===== SOURCE DATA

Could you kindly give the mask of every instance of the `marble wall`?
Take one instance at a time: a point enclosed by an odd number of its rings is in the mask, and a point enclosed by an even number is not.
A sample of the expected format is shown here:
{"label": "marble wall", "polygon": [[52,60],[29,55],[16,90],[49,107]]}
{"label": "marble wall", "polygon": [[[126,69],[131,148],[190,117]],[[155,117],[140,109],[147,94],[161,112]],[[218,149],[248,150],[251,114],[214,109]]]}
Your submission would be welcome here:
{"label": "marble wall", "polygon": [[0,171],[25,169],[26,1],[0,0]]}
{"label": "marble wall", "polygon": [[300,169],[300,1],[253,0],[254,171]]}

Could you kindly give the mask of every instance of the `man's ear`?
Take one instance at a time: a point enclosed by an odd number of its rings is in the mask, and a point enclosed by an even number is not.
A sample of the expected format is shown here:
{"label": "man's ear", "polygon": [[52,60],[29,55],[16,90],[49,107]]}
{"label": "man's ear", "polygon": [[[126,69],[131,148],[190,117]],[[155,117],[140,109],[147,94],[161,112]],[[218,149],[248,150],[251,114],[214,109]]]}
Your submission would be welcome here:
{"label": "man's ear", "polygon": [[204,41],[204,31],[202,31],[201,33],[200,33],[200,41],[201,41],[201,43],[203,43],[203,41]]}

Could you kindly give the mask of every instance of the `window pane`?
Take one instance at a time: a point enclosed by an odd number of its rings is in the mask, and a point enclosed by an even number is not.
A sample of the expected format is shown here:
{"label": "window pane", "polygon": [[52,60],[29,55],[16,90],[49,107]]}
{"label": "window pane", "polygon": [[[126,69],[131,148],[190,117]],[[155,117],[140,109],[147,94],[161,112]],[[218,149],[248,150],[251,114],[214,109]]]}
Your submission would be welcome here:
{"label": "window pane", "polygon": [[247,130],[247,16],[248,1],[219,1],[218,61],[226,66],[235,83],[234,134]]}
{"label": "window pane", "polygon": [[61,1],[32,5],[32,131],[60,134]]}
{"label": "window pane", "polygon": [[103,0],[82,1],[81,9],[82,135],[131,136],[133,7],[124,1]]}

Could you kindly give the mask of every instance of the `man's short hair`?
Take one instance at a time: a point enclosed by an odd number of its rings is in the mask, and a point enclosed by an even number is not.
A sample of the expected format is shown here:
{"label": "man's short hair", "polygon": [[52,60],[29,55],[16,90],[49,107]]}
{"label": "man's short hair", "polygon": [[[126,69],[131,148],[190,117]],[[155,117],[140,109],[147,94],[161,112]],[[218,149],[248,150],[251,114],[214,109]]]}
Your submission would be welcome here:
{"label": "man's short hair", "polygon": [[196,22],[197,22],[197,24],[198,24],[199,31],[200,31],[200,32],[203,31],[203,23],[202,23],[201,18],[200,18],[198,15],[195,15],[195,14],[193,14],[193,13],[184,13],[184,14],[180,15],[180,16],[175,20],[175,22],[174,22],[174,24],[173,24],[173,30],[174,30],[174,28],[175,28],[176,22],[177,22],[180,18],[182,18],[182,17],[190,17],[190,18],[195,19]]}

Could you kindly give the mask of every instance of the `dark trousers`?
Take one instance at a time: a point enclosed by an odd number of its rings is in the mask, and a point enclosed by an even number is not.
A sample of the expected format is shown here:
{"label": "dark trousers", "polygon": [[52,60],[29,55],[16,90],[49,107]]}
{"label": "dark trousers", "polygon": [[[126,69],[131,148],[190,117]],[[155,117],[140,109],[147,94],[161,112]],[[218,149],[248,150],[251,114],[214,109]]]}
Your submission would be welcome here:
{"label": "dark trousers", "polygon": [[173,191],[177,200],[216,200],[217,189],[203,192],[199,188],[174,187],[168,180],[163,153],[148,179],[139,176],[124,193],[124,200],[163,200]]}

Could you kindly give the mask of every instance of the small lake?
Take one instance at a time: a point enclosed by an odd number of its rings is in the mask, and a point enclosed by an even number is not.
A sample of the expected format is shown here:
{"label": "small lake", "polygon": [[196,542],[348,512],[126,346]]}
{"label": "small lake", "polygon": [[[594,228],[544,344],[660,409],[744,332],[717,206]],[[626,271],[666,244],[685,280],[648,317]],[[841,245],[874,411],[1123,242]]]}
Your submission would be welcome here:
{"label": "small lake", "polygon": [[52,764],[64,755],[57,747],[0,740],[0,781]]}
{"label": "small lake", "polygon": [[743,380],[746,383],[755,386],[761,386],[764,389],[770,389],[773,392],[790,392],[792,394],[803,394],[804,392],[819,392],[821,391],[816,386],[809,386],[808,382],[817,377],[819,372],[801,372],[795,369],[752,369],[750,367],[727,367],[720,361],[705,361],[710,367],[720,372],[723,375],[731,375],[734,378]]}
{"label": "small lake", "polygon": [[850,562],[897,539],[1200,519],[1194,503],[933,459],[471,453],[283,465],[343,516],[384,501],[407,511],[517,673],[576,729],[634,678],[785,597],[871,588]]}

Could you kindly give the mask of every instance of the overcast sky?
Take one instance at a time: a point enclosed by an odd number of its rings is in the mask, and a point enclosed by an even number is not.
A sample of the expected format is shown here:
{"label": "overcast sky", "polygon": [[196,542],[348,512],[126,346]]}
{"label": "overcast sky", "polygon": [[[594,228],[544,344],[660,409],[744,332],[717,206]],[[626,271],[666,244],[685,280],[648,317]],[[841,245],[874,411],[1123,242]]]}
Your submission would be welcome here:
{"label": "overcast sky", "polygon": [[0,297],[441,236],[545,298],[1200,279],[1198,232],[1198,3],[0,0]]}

==========

From the first line to the last, write out the data exactly.

Could you kindly give the mask of every instance of the `marble wall`?
Take one instance at a time: a point enclosed by an odd number of its rings is in the mask, and a point enclosed by an even number is not.
A sample of the expected format is shown here:
{"label": "marble wall", "polygon": [[52,60],[29,55],[16,90],[49,107]]}
{"label": "marble wall", "polygon": [[[126,69],[131,148],[190,117]],[[155,117],[140,109],[147,94],[161,112]],[[218,149],[248,150],[251,114],[214,109]]]}
Your submission would be welcome here:
{"label": "marble wall", "polygon": [[0,171],[25,169],[26,1],[0,0]]}
{"label": "marble wall", "polygon": [[300,169],[300,1],[253,0],[254,171]]}

Could you kindly give the mask of every instance of the `man's ear`?
Take one instance at a time: a point enclosed by an odd number of its rings is in the mask, and a point enclosed by an even number is not.
A sample of the expected format is shown here:
{"label": "man's ear", "polygon": [[52,60],[29,55],[16,90],[49,107]]}
{"label": "man's ear", "polygon": [[[126,69],[131,148],[190,117]],[[155,117],[140,109],[147,94],[161,112]],[[218,149],[248,150],[251,114],[214,109]]]}
Your submission would be welcome here:
{"label": "man's ear", "polygon": [[204,41],[204,31],[202,31],[201,33],[200,33],[200,41],[201,41],[201,43],[203,43],[203,41]]}

Could you kindly give the mask of every instance of the `window pane`?
Take one instance at a time: a point enclosed by an odd number of its rings is in the mask, and a point enclosed by an even number is not.
A sample of the expected format is shown here:
{"label": "window pane", "polygon": [[52,60],[29,55],[16,90],[49,107]]}
{"label": "window pane", "polygon": [[[126,69],[131,148],[190,117]],[[155,117],[140,109],[147,94],[161,112]],[[218,149],[248,150],[251,114],[214,109]]]}
Your submission would be welcome here:
{"label": "window pane", "polygon": [[247,130],[247,16],[248,1],[219,1],[218,61],[226,66],[235,83],[234,134]]}
{"label": "window pane", "polygon": [[61,1],[32,5],[32,131],[60,134]]}
{"label": "window pane", "polygon": [[103,0],[82,1],[81,9],[82,135],[131,136],[133,7],[124,1]]}

Could you kindly give the mask of every instance of the `man's short hair`?
Take one instance at a time: a point enclosed by an odd number of its rings is in the mask, and a point enclosed by an even number is not.
A sample of the expected format is shown here:
{"label": "man's short hair", "polygon": [[52,60],[29,55],[16,90],[49,107]]}
{"label": "man's short hair", "polygon": [[[126,69],[131,148],[190,117]],[[155,117],[140,109],[147,94],[161,112]],[[218,149],[248,150],[251,114],[214,109]]]}
Your submission would be welcome here:
{"label": "man's short hair", "polygon": [[196,22],[197,22],[197,24],[198,24],[199,31],[200,31],[200,32],[203,31],[203,23],[202,23],[201,18],[200,18],[198,15],[195,15],[195,14],[193,14],[193,13],[184,13],[184,14],[180,15],[180,16],[175,20],[175,22],[174,22],[174,24],[173,24],[173,30],[174,30],[174,28],[175,28],[176,22],[177,22],[180,18],[182,18],[182,17],[190,17],[190,18],[195,19]]}

Could you kindly give the mask of every instance of the `dark trousers`?
Take one instance at a time: a point enclosed by an odd number of its rings is in the mask, and a point enclosed by an even number is not.
A sample of the expected format is shown here:
{"label": "dark trousers", "polygon": [[52,60],[29,55],[16,90],[49,107]]}
{"label": "dark trousers", "polygon": [[[126,69],[131,148],[190,117]],[[155,117],[140,109],[147,94],[161,112]],[[218,149],[248,150],[251,114],[214,109]]]}
Your submission would be welcome here:
{"label": "dark trousers", "polygon": [[173,191],[177,200],[216,200],[217,189],[203,192],[199,188],[174,187],[168,180],[163,153],[148,179],[139,176],[124,193],[124,200],[163,200]]}

Could you kindly give the mask of every instance of the small lake?
Take one instance at a time: a point enclosed by an odd number of its rings is in the mask, and a point enclosed by an even number is not.
A sample of the expected format is shown here:
{"label": "small lake", "polygon": [[196,542],[348,512],[126,346]]}
{"label": "small lake", "polygon": [[[594,228],[544,344],[660,409],[744,332],[717,206]],[[626,271],[666,244],[685,280],[648,317]],[[841,245],[874,411],[1123,242]]]}
Your submission would be welcome here:
{"label": "small lake", "polygon": [[52,764],[64,755],[57,747],[0,740],[0,781]]}
{"label": "small lake", "polygon": [[743,380],[746,383],[755,386],[761,386],[764,389],[770,389],[773,392],[790,392],[792,394],[803,394],[804,392],[819,392],[821,391],[816,386],[809,386],[808,382],[817,377],[819,372],[801,372],[795,369],[752,369],[750,367],[727,367],[720,361],[705,361],[710,367],[720,372],[723,375],[731,375],[734,378]]}
{"label": "small lake", "polygon": [[850,562],[897,539],[1200,519],[1194,503],[933,459],[471,453],[283,465],[343,516],[384,501],[407,511],[517,673],[576,729],[634,678],[785,597],[871,588]]}

Could you kindly give the mask of every instance of the overcast sky?
Take one instance at a time: a point enclosed by an odd number of its rings is in the mask, and a point enclosed by an even number is not.
A sample of the expected format is shown here:
{"label": "overcast sky", "polygon": [[196,542],[348,512],[126,346]]}
{"label": "overcast sky", "polygon": [[[594,228],[544,344],[660,409],[744,332],[717,206]],[[626,271],[666,244],[685,280],[648,317]],[[841,245],[874,411],[1123,242]]]}
Your submission would be welcome here:
{"label": "overcast sky", "polygon": [[0,297],[441,236],[545,298],[1200,279],[1198,232],[1198,3],[0,0]]}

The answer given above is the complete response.